*Your objective*
Could you repeat every record below exactly as written?

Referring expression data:
# # # #

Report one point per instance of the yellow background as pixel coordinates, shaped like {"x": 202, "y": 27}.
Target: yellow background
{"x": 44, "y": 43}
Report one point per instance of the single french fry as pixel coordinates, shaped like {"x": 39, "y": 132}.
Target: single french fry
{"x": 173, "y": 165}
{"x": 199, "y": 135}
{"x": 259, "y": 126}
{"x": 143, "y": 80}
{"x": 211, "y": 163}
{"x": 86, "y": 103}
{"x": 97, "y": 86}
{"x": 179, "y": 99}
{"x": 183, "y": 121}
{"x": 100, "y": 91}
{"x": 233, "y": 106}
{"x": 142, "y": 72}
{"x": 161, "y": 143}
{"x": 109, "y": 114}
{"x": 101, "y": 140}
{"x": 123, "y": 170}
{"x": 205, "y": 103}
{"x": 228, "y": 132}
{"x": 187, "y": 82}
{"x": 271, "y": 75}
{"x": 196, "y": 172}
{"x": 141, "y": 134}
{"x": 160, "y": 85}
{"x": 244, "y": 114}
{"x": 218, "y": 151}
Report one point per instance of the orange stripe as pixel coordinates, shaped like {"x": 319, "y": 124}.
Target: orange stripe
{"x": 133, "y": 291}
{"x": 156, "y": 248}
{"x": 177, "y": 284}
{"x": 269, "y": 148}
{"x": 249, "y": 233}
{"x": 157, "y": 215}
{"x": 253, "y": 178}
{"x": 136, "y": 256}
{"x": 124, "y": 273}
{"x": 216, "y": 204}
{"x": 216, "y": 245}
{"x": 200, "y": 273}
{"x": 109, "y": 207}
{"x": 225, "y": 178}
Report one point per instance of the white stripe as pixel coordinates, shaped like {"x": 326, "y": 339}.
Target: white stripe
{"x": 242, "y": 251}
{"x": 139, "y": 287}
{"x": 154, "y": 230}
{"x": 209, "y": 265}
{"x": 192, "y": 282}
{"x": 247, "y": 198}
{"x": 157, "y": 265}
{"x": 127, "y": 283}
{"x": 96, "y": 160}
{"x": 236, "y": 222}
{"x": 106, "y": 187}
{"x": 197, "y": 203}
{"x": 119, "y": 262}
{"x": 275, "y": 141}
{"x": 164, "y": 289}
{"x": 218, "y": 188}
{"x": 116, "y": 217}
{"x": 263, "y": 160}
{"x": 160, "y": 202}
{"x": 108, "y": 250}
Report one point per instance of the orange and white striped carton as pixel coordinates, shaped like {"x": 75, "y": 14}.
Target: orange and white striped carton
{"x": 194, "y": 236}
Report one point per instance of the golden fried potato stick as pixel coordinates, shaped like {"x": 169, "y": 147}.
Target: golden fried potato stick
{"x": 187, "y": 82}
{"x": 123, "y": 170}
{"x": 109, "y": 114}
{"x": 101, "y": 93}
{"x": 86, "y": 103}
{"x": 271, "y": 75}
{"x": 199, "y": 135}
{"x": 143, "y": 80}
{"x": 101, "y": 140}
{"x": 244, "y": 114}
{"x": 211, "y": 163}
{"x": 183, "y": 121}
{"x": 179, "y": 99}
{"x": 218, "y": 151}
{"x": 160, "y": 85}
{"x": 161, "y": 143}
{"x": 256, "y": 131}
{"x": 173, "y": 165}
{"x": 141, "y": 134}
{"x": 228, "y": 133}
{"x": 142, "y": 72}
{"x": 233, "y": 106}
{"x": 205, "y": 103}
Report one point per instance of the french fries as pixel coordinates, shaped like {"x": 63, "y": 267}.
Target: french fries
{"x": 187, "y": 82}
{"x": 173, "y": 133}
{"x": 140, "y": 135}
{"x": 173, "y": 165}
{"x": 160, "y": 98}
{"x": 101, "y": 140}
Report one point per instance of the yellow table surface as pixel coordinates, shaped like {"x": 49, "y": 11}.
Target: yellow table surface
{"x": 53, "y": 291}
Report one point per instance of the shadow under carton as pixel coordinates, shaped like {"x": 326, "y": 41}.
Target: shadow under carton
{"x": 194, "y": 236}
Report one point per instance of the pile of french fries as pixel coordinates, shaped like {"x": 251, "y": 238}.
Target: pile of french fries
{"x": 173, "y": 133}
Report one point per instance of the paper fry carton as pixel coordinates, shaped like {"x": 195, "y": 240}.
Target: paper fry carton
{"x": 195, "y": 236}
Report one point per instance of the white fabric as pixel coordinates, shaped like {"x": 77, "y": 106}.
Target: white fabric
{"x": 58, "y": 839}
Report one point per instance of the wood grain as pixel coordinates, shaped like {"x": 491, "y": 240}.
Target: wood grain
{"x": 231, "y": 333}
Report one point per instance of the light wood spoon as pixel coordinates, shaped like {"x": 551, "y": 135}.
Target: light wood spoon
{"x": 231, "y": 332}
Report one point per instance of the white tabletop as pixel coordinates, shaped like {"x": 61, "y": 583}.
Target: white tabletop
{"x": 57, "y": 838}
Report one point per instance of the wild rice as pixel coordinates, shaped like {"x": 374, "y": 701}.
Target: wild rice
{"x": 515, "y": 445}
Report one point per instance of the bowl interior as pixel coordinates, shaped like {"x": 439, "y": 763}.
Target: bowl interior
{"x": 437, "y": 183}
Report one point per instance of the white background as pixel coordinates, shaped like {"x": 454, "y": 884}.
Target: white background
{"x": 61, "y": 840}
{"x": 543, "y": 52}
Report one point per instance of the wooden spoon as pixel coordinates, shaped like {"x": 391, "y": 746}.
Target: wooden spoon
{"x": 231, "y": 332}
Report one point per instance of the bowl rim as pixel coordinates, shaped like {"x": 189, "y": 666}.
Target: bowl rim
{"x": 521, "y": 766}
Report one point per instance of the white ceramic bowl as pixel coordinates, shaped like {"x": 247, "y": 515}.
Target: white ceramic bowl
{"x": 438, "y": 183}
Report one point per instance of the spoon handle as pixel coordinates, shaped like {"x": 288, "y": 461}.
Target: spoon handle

# # # #

*Response below*
Report one point per instance of the yellow background as pixel coordinates, shaped like {"x": 202, "y": 27}.
Target: yellow background
{"x": 44, "y": 43}
Report one point per instance of the single french fry as pixel coordinates, shaped like {"x": 39, "y": 132}.
Target: single french fry
{"x": 173, "y": 165}
{"x": 199, "y": 135}
{"x": 259, "y": 126}
{"x": 143, "y": 80}
{"x": 211, "y": 163}
{"x": 86, "y": 103}
{"x": 97, "y": 86}
{"x": 179, "y": 99}
{"x": 183, "y": 121}
{"x": 100, "y": 91}
{"x": 233, "y": 106}
{"x": 142, "y": 72}
{"x": 161, "y": 143}
{"x": 109, "y": 114}
{"x": 101, "y": 140}
{"x": 123, "y": 170}
{"x": 205, "y": 103}
{"x": 228, "y": 132}
{"x": 187, "y": 82}
{"x": 271, "y": 75}
{"x": 196, "y": 172}
{"x": 141, "y": 134}
{"x": 160, "y": 85}
{"x": 244, "y": 114}
{"x": 218, "y": 151}
Report one point per instance of the orange stripe as pixel coordinates, shaped like {"x": 319, "y": 124}.
Target: orange stripe
{"x": 133, "y": 291}
{"x": 156, "y": 248}
{"x": 177, "y": 284}
{"x": 269, "y": 148}
{"x": 249, "y": 233}
{"x": 157, "y": 215}
{"x": 253, "y": 178}
{"x": 136, "y": 256}
{"x": 124, "y": 273}
{"x": 216, "y": 204}
{"x": 216, "y": 245}
{"x": 200, "y": 273}
{"x": 109, "y": 207}
{"x": 225, "y": 178}
Report one point per instance of the white stripe as pixel coordinates, shaped like {"x": 326, "y": 339}.
Target: white stripe
{"x": 242, "y": 251}
{"x": 139, "y": 287}
{"x": 154, "y": 230}
{"x": 209, "y": 265}
{"x": 192, "y": 282}
{"x": 247, "y": 198}
{"x": 157, "y": 265}
{"x": 127, "y": 283}
{"x": 96, "y": 160}
{"x": 236, "y": 222}
{"x": 106, "y": 187}
{"x": 197, "y": 203}
{"x": 119, "y": 262}
{"x": 275, "y": 141}
{"x": 164, "y": 289}
{"x": 218, "y": 188}
{"x": 116, "y": 217}
{"x": 263, "y": 160}
{"x": 160, "y": 202}
{"x": 108, "y": 250}
Report one point per instance of the orange and white striped carton as pixel coordinates, shaped like {"x": 75, "y": 14}.
Target: orange and white striped carton
{"x": 194, "y": 236}
Report one point per instance of the golden fried potato stick as pixel coordinates, shaped like {"x": 169, "y": 147}.
Target: golden fried potato stick
{"x": 187, "y": 82}
{"x": 123, "y": 170}
{"x": 109, "y": 114}
{"x": 101, "y": 93}
{"x": 86, "y": 103}
{"x": 271, "y": 75}
{"x": 199, "y": 135}
{"x": 143, "y": 80}
{"x": 101, "y": 140}
{"x": 244, "y": 114}
{"x": 211, "y": 163}
{"x": 183, "y": 121}
{"x": 179, "y": 99}
{"x": 218, "y": 151}
{"x": 160, "y": 85}
{"x": 161, "y": 143}
{"x": 256, "y": 131}
{"x": 173, "y": 165}
{"x": 141, "y": 134}
{"x": 228, "y": 133}
{"x": 142, "y": 72}
{"x": 233, "y": 106}
{"x": 205, "y": 103}
Report one point per instance of the french fries as pixel coordinates, shaped like {"x": 63, "y": 267}.
Target: french fries
{"x": 187, "y": 82}
{"x": 173, "y": 133}
{"x": 140, "y": 135}
{"x": 173, "y": 165}
{"x": 160, "y": 98}
{"x": 101, "y": 140}
Report one point per instance of the yellow table surface as pixel coordinates, shaped like {"x": 49, "y": 11}.
Target: yellow table surface
{"x": 53, "y": 291}
Report one point per instance of the shadow under carton as pixel coordinates, shaped like {"x": 326, "y": 41}.
Target: shadow under carton
{"x": 194, "y": 236}
Report one point per instance of the pile of french fries as pixel coordinates, shaped like {"x": 251, "y": 238}.
Target: pile of french fries
{"x": 173, "y": 133}
Report one point per instance of the paper fry carton as pixel coordinates, shaped like {"x": 195, "y": 240}.
Target: paper fry carton
{"x": 195, "y": 236}
Report one point per instance of the white fabric as pixel coordinates, shaped like {"x": 77, "y": 106}.
Target: white fabric
{"x": 58, "y": 839}
Report one point per instance of the wood grain as pixel coordinates, shaped like {"x": 491, "y": 240}.
Target: wood grain
{"x": 231, "y": 333}
Report one point per instance of the light wood spoon as pixel coordinates, shaped like {"x": 551, "y": 135}.
Target: light wood spoon
{"x": 231, "y": 332}
Report one point per instance of the white tabletop as pixel coordinates, shaped like {"x": 61, "y": 583}.
Target: white tabletop
{"x": 57, "y": 838}
Report one point per instance of the wild rice as pixel coordinates, shaped like {"x": 374, "y": 701}.
Target: wild rice
{"x": 515, "y": 445}
Report one point per instance of the bowl interior as pixel coordinates, shaped like {"x": 439, "y": 763}.
Target: bowl interior
{"x": 437, "y": 183}
Report one point per instance of the white background as pixel coordinates, shaped like {"x": 454, "y": 884}.
Target: white background
{"x": 61, "y": 840}
{"x": 543, "y": 52}
Report one point per instance of the wooden spoon as pixel coordinates, shaped like {"x": 391, "y": 746}.
Target: wooden spoon
{"x": 231, "y": 332}
Report one point per instance of the bowl rim as pixel coordinates, shaped like {"x": 189, "y": 666}.
Target: bowl rim
{"x": 521, "y": 766}
Report one point per instance of the white ceramic bowl as pixel coordinates, shaped like {"x": 247, "y": 515}.
Target: white ceramic bowl
{"x": 438, "y": 183}
Report one point per instance of the spoon handle as pixel coordinates, shaped like {"x": 288, "y": 461}.
Target: spoon handle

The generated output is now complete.